Pick up the forum post about rereading The Fifth Sacred Thing right after its last sentence and keep writing it in the same voice.

#### Page extract:
■ ■ ■

I apologize for this being a long thread, as I am only partly through now, but I wanted to share my experiences and understandings to the group. I have been quite the board lurker for quite some time, and rarely partake in much active discussion, so I wanted to pass along my experience to open up to you all and engage more. I have interconnected points I am addressing as they have happened into the main topic of this thread. No noise is intended, but apologize if that is deemed so.

I just finished reading The Fifth Sacred Thing by Starhaw last night. I was a book I first read in high school over a decade ago and just loved it. It seemed relevant then, but maybe even more so now. It is written as a fictional futuristic novel where an apocalypse has happened and the world is in turmoil in the aftermath. A small enclave in San Fransisco rebelled against the NWO type faction and developed a community that operates in respect of Nature. It is a mystical and magical community that seems to blend science of mysticism in their respect for and working in harmony with Nature. It was an amazing book for expanding thought processes and looking at our world from a theoretical possibility.

One of the main things that got reignited in me as I read was my outlook, my Vision. I always felt like I have been incomplete since high school and the good old days of my young spirituality. I tried tying it to my coming out or having to grow up and tackle the real world after high school, loosing my innocence of youth and dealing with the harsh realities of the adult world ( i have made reference to that in a couple of posts over the years). I tried gaining knowledge and understanding as years went by which eventually lead me to this amazing group here. I have tried to re-engage in old practices of my youth to see if that would help as well. I have realized that upon reflection, i have been doing all these actions mechanically. Read and learn new things and try and apply. Dig up some of the old and integrate. I can see myself active out of certain centers. But when rereading this book, it opened up my spirit again, my Vision.

■ ■ ■

#### Extracted material:
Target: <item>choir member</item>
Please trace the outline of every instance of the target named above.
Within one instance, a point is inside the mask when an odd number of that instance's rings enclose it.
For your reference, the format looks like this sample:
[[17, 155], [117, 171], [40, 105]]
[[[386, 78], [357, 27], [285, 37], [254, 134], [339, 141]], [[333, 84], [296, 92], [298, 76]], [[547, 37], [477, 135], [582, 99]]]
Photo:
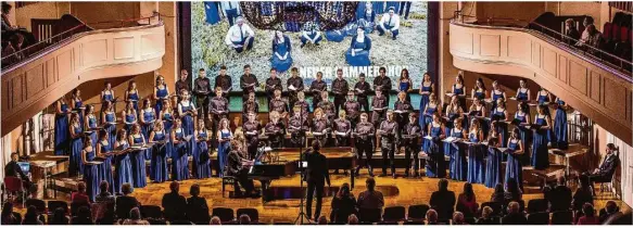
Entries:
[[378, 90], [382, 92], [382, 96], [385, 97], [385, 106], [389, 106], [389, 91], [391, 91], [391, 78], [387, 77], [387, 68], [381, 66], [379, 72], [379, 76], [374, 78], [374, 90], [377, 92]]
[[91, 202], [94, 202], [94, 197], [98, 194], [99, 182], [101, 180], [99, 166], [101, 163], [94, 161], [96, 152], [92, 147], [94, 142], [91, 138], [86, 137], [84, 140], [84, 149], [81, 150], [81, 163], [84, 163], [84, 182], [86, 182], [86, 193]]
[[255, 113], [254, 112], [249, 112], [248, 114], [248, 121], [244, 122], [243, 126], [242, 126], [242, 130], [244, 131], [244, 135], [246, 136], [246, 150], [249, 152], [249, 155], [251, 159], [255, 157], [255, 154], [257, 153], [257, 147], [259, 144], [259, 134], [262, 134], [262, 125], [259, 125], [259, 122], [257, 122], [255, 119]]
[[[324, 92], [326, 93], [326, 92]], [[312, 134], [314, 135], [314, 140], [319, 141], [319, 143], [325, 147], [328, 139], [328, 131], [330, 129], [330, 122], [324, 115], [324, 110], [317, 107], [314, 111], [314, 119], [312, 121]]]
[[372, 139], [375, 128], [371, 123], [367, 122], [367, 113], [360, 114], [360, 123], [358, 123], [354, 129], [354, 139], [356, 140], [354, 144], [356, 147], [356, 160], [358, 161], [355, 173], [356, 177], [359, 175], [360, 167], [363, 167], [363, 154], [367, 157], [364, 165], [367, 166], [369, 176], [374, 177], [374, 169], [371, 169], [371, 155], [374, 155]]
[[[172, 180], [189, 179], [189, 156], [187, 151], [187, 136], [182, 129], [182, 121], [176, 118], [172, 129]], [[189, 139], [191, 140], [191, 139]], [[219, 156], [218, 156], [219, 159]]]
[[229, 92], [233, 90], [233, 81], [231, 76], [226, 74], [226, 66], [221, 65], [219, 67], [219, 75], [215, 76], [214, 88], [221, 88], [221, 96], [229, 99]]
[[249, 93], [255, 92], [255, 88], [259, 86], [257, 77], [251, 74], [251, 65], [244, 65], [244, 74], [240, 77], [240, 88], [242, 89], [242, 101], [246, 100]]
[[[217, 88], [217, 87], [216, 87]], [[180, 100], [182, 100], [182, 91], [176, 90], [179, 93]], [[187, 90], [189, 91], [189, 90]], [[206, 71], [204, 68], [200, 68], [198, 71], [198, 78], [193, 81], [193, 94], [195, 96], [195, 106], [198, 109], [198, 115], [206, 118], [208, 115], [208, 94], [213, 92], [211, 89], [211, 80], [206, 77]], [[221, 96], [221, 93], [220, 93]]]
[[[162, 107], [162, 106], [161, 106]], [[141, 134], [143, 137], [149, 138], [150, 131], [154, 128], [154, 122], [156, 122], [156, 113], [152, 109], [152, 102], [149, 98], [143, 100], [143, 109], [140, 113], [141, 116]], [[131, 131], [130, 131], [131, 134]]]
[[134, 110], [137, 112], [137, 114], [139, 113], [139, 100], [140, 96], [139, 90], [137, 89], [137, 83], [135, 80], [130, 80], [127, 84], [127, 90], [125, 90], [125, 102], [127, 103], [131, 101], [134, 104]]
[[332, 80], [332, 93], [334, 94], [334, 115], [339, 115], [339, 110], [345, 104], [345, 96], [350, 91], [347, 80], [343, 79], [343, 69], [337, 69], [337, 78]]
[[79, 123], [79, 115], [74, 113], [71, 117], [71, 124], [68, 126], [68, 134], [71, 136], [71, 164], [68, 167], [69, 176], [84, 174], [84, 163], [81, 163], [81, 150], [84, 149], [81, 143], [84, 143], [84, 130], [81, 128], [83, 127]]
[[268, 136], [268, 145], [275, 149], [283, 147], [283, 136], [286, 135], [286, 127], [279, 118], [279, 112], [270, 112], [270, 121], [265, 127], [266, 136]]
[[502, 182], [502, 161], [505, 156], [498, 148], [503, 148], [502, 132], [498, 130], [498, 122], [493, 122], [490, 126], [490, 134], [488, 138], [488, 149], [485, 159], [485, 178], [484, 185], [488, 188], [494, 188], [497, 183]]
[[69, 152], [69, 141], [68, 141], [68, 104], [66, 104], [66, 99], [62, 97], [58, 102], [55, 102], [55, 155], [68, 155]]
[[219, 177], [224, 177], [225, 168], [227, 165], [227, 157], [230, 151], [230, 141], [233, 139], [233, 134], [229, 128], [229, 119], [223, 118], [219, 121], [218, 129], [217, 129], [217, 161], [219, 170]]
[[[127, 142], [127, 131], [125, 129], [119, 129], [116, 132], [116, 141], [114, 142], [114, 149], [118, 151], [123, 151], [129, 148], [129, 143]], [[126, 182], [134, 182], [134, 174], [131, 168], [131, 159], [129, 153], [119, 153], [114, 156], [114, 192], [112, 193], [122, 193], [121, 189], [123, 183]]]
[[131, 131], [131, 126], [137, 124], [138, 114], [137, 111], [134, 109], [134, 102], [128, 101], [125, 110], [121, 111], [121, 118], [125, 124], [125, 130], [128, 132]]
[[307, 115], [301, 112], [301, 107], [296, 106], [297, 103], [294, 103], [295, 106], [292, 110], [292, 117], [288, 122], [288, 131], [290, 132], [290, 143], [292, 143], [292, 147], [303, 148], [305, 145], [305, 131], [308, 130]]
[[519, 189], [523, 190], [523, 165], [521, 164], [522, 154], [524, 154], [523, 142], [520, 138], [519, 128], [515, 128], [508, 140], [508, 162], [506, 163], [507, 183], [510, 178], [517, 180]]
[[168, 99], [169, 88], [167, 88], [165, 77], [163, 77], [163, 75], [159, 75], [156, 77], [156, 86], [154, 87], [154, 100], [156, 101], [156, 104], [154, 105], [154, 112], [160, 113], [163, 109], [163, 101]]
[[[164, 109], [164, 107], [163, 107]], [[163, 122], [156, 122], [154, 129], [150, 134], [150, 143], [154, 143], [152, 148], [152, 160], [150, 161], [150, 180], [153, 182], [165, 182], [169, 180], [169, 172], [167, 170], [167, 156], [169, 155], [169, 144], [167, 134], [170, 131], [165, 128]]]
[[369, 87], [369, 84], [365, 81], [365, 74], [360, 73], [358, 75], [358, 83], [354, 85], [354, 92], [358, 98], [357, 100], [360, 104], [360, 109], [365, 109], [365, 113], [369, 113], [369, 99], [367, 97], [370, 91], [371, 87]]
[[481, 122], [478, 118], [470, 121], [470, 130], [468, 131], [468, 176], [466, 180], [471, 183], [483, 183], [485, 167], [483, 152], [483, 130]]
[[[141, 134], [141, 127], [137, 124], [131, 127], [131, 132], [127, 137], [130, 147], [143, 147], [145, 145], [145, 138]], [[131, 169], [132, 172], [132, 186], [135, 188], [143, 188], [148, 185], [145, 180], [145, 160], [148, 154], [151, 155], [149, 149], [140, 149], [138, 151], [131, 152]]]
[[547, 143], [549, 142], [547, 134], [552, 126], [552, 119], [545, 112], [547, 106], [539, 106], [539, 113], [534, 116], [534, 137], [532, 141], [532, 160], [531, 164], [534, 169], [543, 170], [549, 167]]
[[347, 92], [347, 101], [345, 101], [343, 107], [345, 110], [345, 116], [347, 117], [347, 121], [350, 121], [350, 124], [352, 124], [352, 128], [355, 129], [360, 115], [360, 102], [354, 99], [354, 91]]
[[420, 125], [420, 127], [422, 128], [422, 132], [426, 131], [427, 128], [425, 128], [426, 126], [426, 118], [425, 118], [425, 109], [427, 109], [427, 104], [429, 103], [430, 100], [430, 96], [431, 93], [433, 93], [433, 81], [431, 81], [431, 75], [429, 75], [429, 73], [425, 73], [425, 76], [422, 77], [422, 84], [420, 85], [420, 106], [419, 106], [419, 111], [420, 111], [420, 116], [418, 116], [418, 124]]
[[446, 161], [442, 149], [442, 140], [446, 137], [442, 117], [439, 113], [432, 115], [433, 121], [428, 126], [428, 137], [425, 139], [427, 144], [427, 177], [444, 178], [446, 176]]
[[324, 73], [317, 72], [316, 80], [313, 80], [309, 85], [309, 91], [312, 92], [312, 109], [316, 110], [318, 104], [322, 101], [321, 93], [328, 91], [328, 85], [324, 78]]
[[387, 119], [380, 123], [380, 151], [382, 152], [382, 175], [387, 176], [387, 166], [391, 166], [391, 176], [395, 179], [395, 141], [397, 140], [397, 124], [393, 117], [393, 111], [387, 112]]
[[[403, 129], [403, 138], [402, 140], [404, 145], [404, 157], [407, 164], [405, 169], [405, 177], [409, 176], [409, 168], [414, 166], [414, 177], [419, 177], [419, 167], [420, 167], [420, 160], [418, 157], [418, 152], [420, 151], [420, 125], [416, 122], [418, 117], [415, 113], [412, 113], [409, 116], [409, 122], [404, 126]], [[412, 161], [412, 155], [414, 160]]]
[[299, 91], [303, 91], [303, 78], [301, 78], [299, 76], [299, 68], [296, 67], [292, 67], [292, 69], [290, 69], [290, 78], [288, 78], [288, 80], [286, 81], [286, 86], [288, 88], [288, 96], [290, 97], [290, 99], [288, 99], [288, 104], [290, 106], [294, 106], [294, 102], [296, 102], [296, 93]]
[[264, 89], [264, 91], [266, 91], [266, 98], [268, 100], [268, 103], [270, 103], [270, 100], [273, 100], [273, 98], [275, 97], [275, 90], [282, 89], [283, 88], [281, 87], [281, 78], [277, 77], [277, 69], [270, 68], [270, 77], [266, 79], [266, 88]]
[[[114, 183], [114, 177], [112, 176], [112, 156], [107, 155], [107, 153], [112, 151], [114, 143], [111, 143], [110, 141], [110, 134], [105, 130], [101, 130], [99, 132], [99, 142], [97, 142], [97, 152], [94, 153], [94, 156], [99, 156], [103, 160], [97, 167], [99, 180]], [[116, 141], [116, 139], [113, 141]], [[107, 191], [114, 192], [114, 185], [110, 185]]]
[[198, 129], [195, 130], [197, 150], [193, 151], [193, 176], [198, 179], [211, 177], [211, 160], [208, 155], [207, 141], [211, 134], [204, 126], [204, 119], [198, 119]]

■ ■ ■

#### Written reply:
Its no wonder that I have felt so down and out while trying to reclaim some lost part of me, for no matter what past/present/new knowledge i acquired and tried to implement, it was a mechanical way of going about it. I started to look at this doom and gloom and apocalypse thing a little different. If its gonna happen, its gonna happen, but what about other possibilities? I was thinking about information theory and infinite possibilities for creation and the Universe, and the duality we have to battle with. I realized I was giving into the apocalypse scenario as the only probability, and closed myself off to other possibilities. As I mentioned my example with work earlier, i started to think about this apocalypse scenario. It seems a lot of us get caught up in it, and almost have an urge to call it upon us to get it over and done with, and let the new world begin. But what kind of signal is that sending out to the Universe? So I started to open up again to other possibilities. Just like how I wanted to change in my interaction on a personal work level, I wanted to change my outlook on the global level. I didnt want to send this Universe the signal I was done, let it end, hope for change. I want to have hope, not like some blind hope or faith people cling to for appeasement or disassociation from the horrors around us, but genuine hope, a Vision of possibilities of the unlimited creative potential the Universe. So to conclude for now, that is the new me at the moment. I want to be an instrument for the Universe, to hold to this Vision of possibilities and channel and anchor it here. Not to do it in a way to force change upon others. But to have hope, to give it the opportunity to grow and manifest. If we loose sight of the what could be and give in to the horrors around us, it almost seems like we are telling the Universe that this experiment is over, that we should pact our bags and go to sleep.

Thanks for taking the time to read and for all replies to come after. I do have a bunch of stuff i would like to expand on after rereading The Fifth Sacred Thing in another thread, and maybe some questions for us and the C's to discuss. This has taken a bit out of me, but I am glad to get it out there. Take care everyone, and I will try to keep the actively here up.